• Belge

Ve belki de daha önemlisi seçim güvenliği sistemimizle de hazırız.

Tek bir oyun bile zayi olmaması gerekiyor tek bir oy.

Bütün bunları yaptık en sonunda da yine 6 parti olarak Millet İttifakı olarak ortak Cumhurbaşkanı adayımızı belirledik.

Sayın Kemal Kılıçdaroğlu 6 partinin ortak adayıdır dedik ilan ettik ve geçiş sürecinin yol haritası ile beraber yani ortak yönetim modeli ile de beraber kamuoyuna taahhütlerimizi sunduk.

Değerli arkadaşlar, biz tarihimizde görülmemiş bir birliktelik inşa ettik.

Bir elin sesi yok dedik, binlerce el birleştik.

Ya hep beraber ya hiçbirimiz dedik.

Tüm Türkiye olarak kenetlendik arkadaşlar tüm Türkiye.

Şöyle bir bakın 6 partiye bakın bütün Türkiye burada temsil ediliyor. Bütün sosyal kesimler temsil ediliyor, bütün hayat tarzları temsil ediliyor.

• Sağlanan veriler

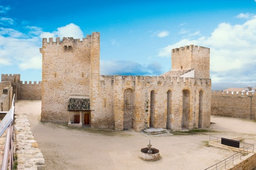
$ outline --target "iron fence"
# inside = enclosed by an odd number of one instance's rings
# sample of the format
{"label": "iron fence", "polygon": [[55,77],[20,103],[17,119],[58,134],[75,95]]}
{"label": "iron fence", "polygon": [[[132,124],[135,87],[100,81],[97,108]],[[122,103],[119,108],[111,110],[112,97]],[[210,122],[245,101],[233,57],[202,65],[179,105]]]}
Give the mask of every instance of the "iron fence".
{"label": "iron fence", "polygon": [[0,124],[0,137],[7,129],[1,170],[12,170],[13,169],[14,97],[15,96],[13,96],[12,107],[8,112],[6,112],[6,114]]}
{"label": "iron fence", "polygon": [[[221,138],[213,136],[210,136],[210,141],[217,142],[217,143],[221,143]],[[231,164],[234,164],[234,161],[241,159],[244,156],[247,156],[254,150],[254,146],[252,144],[240,142],[239,148],[243,149],[241,151],[231,155],[228,158],[222,160],[205,170],[218,170],[226,169],[226,168]]]}

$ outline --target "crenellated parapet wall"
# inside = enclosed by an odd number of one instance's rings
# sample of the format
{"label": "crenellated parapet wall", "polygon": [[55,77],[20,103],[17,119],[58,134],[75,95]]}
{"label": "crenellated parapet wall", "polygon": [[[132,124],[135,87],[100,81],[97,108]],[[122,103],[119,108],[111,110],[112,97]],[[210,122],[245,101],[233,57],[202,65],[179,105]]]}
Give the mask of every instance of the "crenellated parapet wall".
{"label": "crenellated parapet wall", "polygon": [[190,45],[172,49],[172,70],[195,70],[195,78],[210,79],[210,48]]}
{"label": "crenellated parapet wall", "polygon": [[0,82],[0,112],[8,111],[11,107],[13,90],[11,85],[11,81]]}
{"label": "crenellated parapet wall", "polygon": [[255,120],[256,98],[251,92],[213,91],[212,115]]}
{"label": "crenellated parapet wall", "polygon": [[[123,130],[126,127],[125,122],[127,121],[125,113],[127,103],[133,103],[133,108],[135,117],[133,120],[133,129],[140,131],[148,128],[149,125],[150,109],[156,111],[154,121],[155,128],[166,128],[167,103],[171,105],[172,116],[170,116],[171,122],[170,127],[173,130],[181,129],[180,120],[182,116],[182,109],[180,101],[182,101],[182,91],[188,90],[190,94],[189,129],[198,128],[199,92],[203,91],[204,100],[203,107],[204,118],[202,127],[210,126],[210,108],[207,107],[211,103],[211,79],[184,78],[169,76],[123,76],[123,75],[101,75],[100,78],[100,95],[98,100],[97,108],[94,108],[97,112],[101,113],[99,116],[95,116],[97,120],[93,124],[94,128],[110,128],[115,124],[115,129]],[[129,90],[130,89],[130,90]],[[127,90],[130,90],[133,95],[127,96]],[[150,96],[154,91],[155,99]],[[170,94],[169,91],[170,91]],[[170,95],[170,96],[168,95]],[[127,97],[130,101],[127,101]],[[168,97],[169,96],[169,97]],[[171,96],[171,97],[170,97]],[[171,98],[171,102],[167,101],[168,97]],[[150,103],[154,99],[154,106]],[[169,100],[170,100],[170,99]],[[197,101],[197,102],[192,102]],[[114,116],[109,116],[109,113],[114,113]],[[106,116],[105,116],[106,115]],[[106,116],[106,117],[105,117]],[[132,117],[133,116],[131,116]],[[126,116],[127,117],[127,116]],[[101,121],[99,121],[101,120]],[[128,120],[129,121],[129,120]]]}

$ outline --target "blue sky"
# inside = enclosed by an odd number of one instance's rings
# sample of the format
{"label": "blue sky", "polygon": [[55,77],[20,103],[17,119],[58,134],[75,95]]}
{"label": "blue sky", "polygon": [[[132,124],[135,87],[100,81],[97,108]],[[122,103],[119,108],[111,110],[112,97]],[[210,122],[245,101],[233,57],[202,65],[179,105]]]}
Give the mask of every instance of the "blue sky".
{"label": "blue sky", "polygon": [[42,38],[97,31],[101,74],[159,75],[194,44],[211,48],[212,82],[254,82],[255,14],[254,0],[1,0],[0,74],[41,81]]}

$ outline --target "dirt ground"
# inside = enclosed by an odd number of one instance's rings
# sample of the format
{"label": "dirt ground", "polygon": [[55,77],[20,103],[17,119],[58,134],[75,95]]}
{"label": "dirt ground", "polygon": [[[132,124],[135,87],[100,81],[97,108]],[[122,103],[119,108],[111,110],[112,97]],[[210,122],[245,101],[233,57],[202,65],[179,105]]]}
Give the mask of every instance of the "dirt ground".
{"label": "dirt ground", "polygon": [[[204,169],[234,152],[207,146],[209,135],[242,137],[256,144],[256,122],[212,116],[207,132],[148,137],[132,131],[68,128],[40,122],[41,100],[21,100],[15,114],[27,114],[47,169]],[[150,140],[162,159],[139,158]]]}

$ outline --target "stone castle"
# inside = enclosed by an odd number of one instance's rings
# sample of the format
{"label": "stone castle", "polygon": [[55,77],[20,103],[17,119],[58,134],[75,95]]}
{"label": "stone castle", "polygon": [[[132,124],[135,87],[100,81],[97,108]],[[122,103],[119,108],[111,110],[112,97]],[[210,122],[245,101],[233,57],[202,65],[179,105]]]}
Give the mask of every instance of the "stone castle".
{"label": "stone castle", "polygon": [[19,74],[3,74],[2,81],[12,82],[18,99],[42,97],[43,121],[136,131],[210,126],[208,48],[172,49],[172,70],[158,76],[100,75],[99,32],[82,41],[44,38],[40,52],[42,82],[23,84]]}

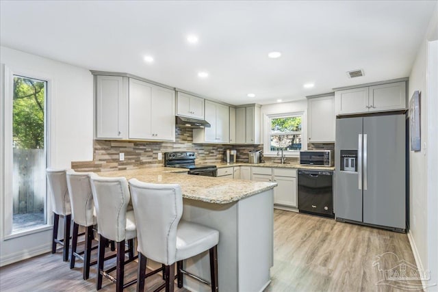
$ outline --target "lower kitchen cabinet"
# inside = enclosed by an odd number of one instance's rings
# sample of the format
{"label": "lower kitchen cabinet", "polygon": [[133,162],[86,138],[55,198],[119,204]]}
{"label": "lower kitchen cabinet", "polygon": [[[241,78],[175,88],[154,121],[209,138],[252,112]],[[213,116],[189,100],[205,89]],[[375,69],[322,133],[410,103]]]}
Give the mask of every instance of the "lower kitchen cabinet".
{"label": "lower kitchen cabinet", "polygon": [[274,168],[272,181],[278,185],[274,188],[274,204],[296,207],[296,170]]}

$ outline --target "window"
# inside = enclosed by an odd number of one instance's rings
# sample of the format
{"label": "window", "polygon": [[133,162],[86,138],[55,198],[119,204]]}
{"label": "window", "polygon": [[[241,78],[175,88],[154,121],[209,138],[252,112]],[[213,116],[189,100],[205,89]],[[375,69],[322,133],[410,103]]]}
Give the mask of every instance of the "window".
{"label": "window", "polygon": [[[5,84],[5,233],[47,226],[47,104],[48,82],[21,74]],[[6,75],[5,75],[6,76]]]}
{"label": "window", "polygon": [[282,148],[287,155],[305,149],[302,113],[269,116],[266,126],[265,154],[276,154]]}

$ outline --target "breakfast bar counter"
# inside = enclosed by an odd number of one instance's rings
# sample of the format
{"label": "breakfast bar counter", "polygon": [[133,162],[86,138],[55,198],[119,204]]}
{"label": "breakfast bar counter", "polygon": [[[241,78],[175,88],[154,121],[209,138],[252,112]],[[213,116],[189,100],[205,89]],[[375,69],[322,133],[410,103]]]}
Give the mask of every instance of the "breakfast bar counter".
{"label": "breakfast bar counter", "polygon": [[[183,173],[179,173],[183,172]],[[183,194],[182,219],[219,231],[219,290],[261,291],[270,282],[273,265],[274,183],[186,174],[186,170],[150,168],[103,172],[101,176],[136,178],[153,183],[177,183]],[[158,267],[150,263],[151,267]],[[185,263],[185,269],[209,281],[208,252]],[[208,291],[210,287],[190,277],[184,287]]]}

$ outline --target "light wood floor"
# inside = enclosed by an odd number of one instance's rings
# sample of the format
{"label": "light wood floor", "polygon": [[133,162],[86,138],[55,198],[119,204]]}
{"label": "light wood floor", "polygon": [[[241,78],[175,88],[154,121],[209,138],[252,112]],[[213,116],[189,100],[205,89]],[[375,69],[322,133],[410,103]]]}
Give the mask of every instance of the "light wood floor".
{"label": "light wood floor", "polygon": [[[382,276],[373,266],[376,256],[392,252],[398,259],[415,264],[406,235],[332,219],[275,210],[274,237],[272,282],[266,292],[394,291],[387,285],[376,285]],[[385,264],[395,267],[398,259],[392,258]],[[0,268],[0,291],[95,291],[96,266],[84,281],[81,264],[77,260],[77,267],[70,269],[68,263],[62,261],[60,248],[55,254],[9,265]],[[136,262],[129,264],[125,280],[136,277]],[[147,291],[158,287],[160,279],[157,276],[146,282]],[[125,289],[135,290],[136,285]],[[101,291],[114,291],[114,285],[104,278]]]}

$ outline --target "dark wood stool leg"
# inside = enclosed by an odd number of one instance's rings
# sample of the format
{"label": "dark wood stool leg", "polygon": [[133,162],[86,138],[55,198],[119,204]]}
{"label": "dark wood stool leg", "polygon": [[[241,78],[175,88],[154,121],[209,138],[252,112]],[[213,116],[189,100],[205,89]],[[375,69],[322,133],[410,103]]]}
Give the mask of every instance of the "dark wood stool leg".
{"label": "dark wood stool leg", "polygon": [[132,261],[134,259],[134,240],[133,239],[128,239],[128,248],[129,251],[128,252],[128,256],[129,257],[129,261]]}
{"label": "dark wood stool leg", "polygon": [[211,277],[211,291],[218,292],[218,245],[214,245],[209,250],[210,254],[210,274]]}
{"label": "dark wood stool leg", "polygon": [[96,290],[100,290],[102,288],[102,274],[101,271],[103,271],[103,261],[105,260],[105,245],[107,240],[102,235],[99,235],[99,247],[97,254],[97,283]]}
{"label": "dark wood stool leg", "polygon": [[53,213],[53,237],[52,240],[52,254],[56,252],[56,242],[55,239],[57,239],[57,228],[60,223],[60,215]]}
{"label": "dark wood stool leg", "polygon": [[117,243],[117,267],[116,269],[116,292],[123,291],[125,276],[125,240]]}
{"label": "dark wood stool leg", "polygon": [[71,237],[71,253],[70,254],[70,268],[75,267],[75,262],[76,261],[76,256],[75,256],[75,252],[76,252],[76,247],[77,246],[77,233],[79,232],[79,225],[73,222],[73,234]]}
{"label": "dark wood stool leg", "polygon": [[[85,230],[85,250],[83,251],[83,280],[90,277],[90,258],[91,258],[91,243],[94,238],[92,225]],[[73,246],[73,244],[72,244]]]}
{"label": "dark wood stool leg", "polygon": [[[141,253],[138,253],[138,269],[137,270],[137,292],[144,291],[144,280],[146,276],[146,263],[147,258]],[[164,271],[163,271],[163,274]]]}
{"label": "dark wood stool leg", "polygon": [[70,248],[70,226],[71,214],[64,216],[64,261],[68,261],[68,248]]}
{"label": "dark wood stool leg", "polygon": [[181,270],[183,269],[183,261],[179,261],[177,262],[177,278],[178,279],[178,288],[183,287],[183,273]]}
{"label": "dark wood stool leg", "polygon": [[166,292],[173,292],[175,281],[175,264],[166,266]]}

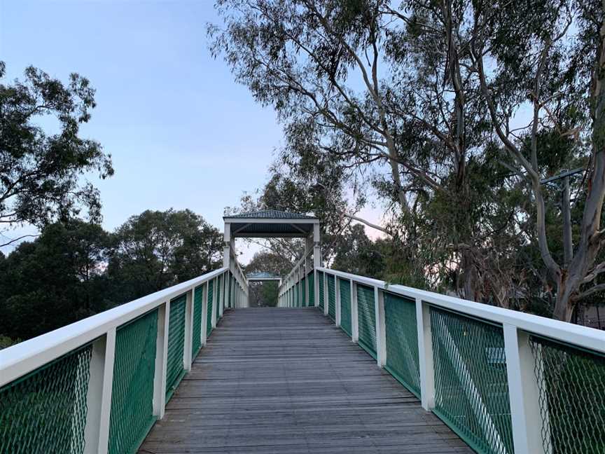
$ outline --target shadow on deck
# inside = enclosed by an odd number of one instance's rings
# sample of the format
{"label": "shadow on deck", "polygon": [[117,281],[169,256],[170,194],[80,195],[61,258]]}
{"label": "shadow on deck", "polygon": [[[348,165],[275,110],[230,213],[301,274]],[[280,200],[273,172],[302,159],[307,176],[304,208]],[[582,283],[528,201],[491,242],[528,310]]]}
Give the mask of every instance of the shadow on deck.
{"label": "shadow on deck", "polygon": [[312,308],[225,313],[139,451],[473,453]]}

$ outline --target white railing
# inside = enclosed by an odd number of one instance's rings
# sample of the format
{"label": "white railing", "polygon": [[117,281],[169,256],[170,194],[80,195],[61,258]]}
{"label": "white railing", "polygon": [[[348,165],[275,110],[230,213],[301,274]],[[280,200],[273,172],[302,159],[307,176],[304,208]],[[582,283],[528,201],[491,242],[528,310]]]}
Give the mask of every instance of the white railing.
{"label": "white railing", "polygon": [[[209,322],[209,289],[211,287],[214,294],[211,301],[211,326],[214,327],[228,305],[244,306],[247,288],[242,285],[242,282],[245,283],[242,277],[243,273],[239,268],[236,268],[235,273],[230,274],[228,268],[221,268],[0,350],[0,392],[3,390],[3,387],[10,387],[15,380],[30,373],[36,373],[36,371],[57,359],[92,343],[90,379],[86,396],[88,411],[84,431],[85,452],[106,453],[116,329],[150,311],[158,311],[153,406],[153,415],[157,418],[162,418],[166,404],[167,355],[171,301],[186,295],[183,346],[183,368],[186,373],[191,369],[192,357],[195,354],[192,351],[192,345],[195,343],[203,346],[206,343],[207,325]],[[230,296],[227,294],[229,289],[228,277],[233,277]],[[219,282],[220,291],[218,287]],[[195,292],[196,287],[200,288],[199,286],[203,284],[207,285],[204,286],[202,294],[201,326],[196,326],[195,329],[195,331],[197,331],[199,329],[200,338],[195,339],[194,342]],[[247,287],[247,283],[246,285]],[[216,296],[219,293],[220,299]],[[8,408],[5,409],[8,411]],[[22,433],[27,434],[28,428],[22,429]],[[31,430],[32,429],[29,428]],[[1,442],[0,445],[2,445]],[[31,452],[41,452],[38,451],[35,446],[30,447],[33,449]],[[64,448],[62,452],[69,450],[69,446]]]}
{"label": "white railing", "polygon": [[[515,454],[550,454],[552,449],[549,443],[544,443],[543,437],[548,433],[548,420],[544,420],[544,409],[541,409],[541,392],[544,398],[543,389],[536,378],[540,368],[536,367],[535,352],[530,346],[530,336],[539,336],[552,340],[566,345],[588,350],[599,354],[605,354],[605,332],[565,323],[543,317],[526,314],[514,310],[490,306],[446,295],[419,290],[403,285],[389,284],[384,281],[363,276],[336,271],[325,268],[314,270],[314,305],[319,305],[319,282],[317,275],[323,275],[324,281],[324,313],[328,311],[328,275],[335,277],[335,324],[341,322],[341,301],[339,280],[348,281],[350,284],[351,330],[352,340],[359,341],[359,324],[357,312],[357,286],[366,286],[373,289],[375,316],[376,358],[379,366],[387,363],[386,321],[384,313],[384,295],[386,293],[401,296],[410,299],[415,303],[416,332],[419,352],[418,366],[420,378],[420,401],[426,411],[435,408],[436,389],[435,371],[433,370],[433,339],[431,334],[431,308],[437,308],[452,311],[473,319],[501,326],[503,333],[503,352],[495,352],[495,362],[498,357],[506,357],[506,380],[509,395],[510,419],[512,422],[513,441]],[[294,301],[291,297],[292,289],[298,282],[288,279],[279,289],[278,305],[292,307]],[[309,292],[306,292],[308,298]],[[303,305],[308,305],[307,304]],[[449,333],[446,332],[449,336]],[[451,340],[451,339],[450,339]],[[446,341],[447,339],[445,340]],[[579,350],[578,350],[579,351]],[[454,355],[457,352],[454,351]],[[455,358],[454,358],[455,360]],[[504,362],[504,361],[502,361]],[[461,364],[461,373],[468,376],[464,364]],[[468,380],[468,377],[465,377]],[[605,377],[602,378],[605,380]],[[470,383],[470,382],[468,382]],[[466,390],[473,392],[471,389]],[[476,390],[475,390],[476,394]],[[475,399],[476,400],[476,399]],[[590,405],[590,403],[587,404]],[[479,401],[475,410],[485,412],[483,404]],[[542,413],[541,413],[541,411]],[[601,409],[600,411],[605,411]],[[485,415],[485,413],[481,413]],[[600,413],[602,415],[602,413]],[[548,417],[546,418],[548,420]],[[490,423],[488,421],[488,423]],[[492,430],[493,428],[488,427]],[[601,429],[602,430],[602,428]],[[493,432],[493,430],[492,430]],[[496,440],[493,452],[506,452],[499,440]],[[592,452],[592,451],[591,451]]]}

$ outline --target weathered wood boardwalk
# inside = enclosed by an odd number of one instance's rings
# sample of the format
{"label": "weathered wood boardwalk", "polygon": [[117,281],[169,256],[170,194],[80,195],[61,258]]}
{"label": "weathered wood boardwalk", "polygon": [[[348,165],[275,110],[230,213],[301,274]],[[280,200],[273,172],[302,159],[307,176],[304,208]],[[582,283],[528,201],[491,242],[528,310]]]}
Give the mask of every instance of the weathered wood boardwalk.
{"label": "weathered wood boardwalk", "polygon": [[317,310],[226,312],[139,453],[472,453]]}

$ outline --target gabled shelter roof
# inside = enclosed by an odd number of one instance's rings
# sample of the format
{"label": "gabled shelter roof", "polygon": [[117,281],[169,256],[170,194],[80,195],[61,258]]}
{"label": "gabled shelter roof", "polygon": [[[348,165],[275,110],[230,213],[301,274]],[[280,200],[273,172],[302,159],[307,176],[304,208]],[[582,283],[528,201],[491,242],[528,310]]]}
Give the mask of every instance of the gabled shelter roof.
{"label": "gabled shelter roof", "polygon": [[233,238],[306,238],[312,234],[313,225],[319,223],[319,218],[277,209],[230,214],[223,219],[230,225]]}

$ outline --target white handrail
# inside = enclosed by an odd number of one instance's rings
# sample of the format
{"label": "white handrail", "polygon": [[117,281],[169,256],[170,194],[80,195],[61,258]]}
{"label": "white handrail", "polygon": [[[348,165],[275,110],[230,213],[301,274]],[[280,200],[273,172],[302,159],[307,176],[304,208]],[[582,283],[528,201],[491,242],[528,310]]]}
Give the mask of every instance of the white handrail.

• Problemler ve görevler
1: Millet İttifakı konuşmasına göre altı partinin ortak Cumhurbaşkanı adayı kimdir?
2: Millet İttifakı konuşmasında "Tek bir oyun" ifadesinden başlayıp "kamuoyuna taahhütlerimizi sunduk." ifadesi de dahil olmak üzere uzanan bölümü kelimesi kelimesine yazın.
3: Millet İttifakı konuşmasını kaldığı yerden sürdürün.
Satırların Millet İttifakı konuşmasıyla bir ilgisi yoktur.

• Yanıtlar
1: Kemal Kılıçdaroğlu.

2:
Tek bir oyun bile zayi olmaması gerekiyor tek bir oy.

Bütün bunları yaptık en sonunda da yine 6 parti olarak Millet İttifakı olarak ortak Cumhurbaşkanı adayımızı belirledik.

Sayın Kemal Kılıçdaroğlu 6 partinin ortak adayıdır dedik ilan ettik ve geçiş sürecinin yol haritası ile beraber yani ortak yönetim modeli ile de beraber kamuoyuna taahhütlerimizi sunduk.

3:
6 partiyi yan yana koyduğunuzda Türkiye’nin tümünü görüyorsunuz.

İşte bunun için biz güçlüyüz.

Diğerleri ne yapıyor?

Ayrıştırıyor, ötekileştiriyor, benden misin değil misin diyor. Beriki misin öteki misin diyor.

Biz ise tam da dediğiniz gibi birleşe birleşe büyüyoruz.

Çünkü arkadaşlar, önümüzde çok kritik bir soru var çok kritik.

Türkiye mi? Yoksa tek tek partilerimiz mi?

Partilerimiz mi yoksa 86 milyon mu?

İşte biz bu son süreçte 6 parti olarak Türkiye’yi önceledik. ‘Bir araya geleceğiz’ dedik.

Evet, fedakârlık istiyor evet kolay değil. Bir araya gelip uzlaşmak için herkes kendi bulunduğu pozisyondan bir miktar geri adım atıyor.

Uzlaşmanın tabiatında bu var.

Bir ödünleşme süreci var.

Ama bunu niye yaptık? Ülkemiz için yaptık. Bunu niye yaptık? Ortak politikanın ve ortaklaşılan paydanın ülkemizi çok daha güçlü yarınlara götüreceğine inandığımız için yaptık.

Biz ‘Ne olacaksa olsun, kazanan Türkiye olsun’ dedik.

Bu seçim tüm demokratlara, özgürlük aşıklarına, ülke sevdalılarına söz verdik: ‘Birleşe birleşe kazanacağız’ dedik.

Biliyorsunuz geçtiğimiz hafta çok ama çok zor bir karar verdik.

DEVA Partisi 87 seçim bölgesinde 600 adayıyla seçime girmeye hazırlandı. Listeleri tamamladık. Görüşmeleri bitirdik.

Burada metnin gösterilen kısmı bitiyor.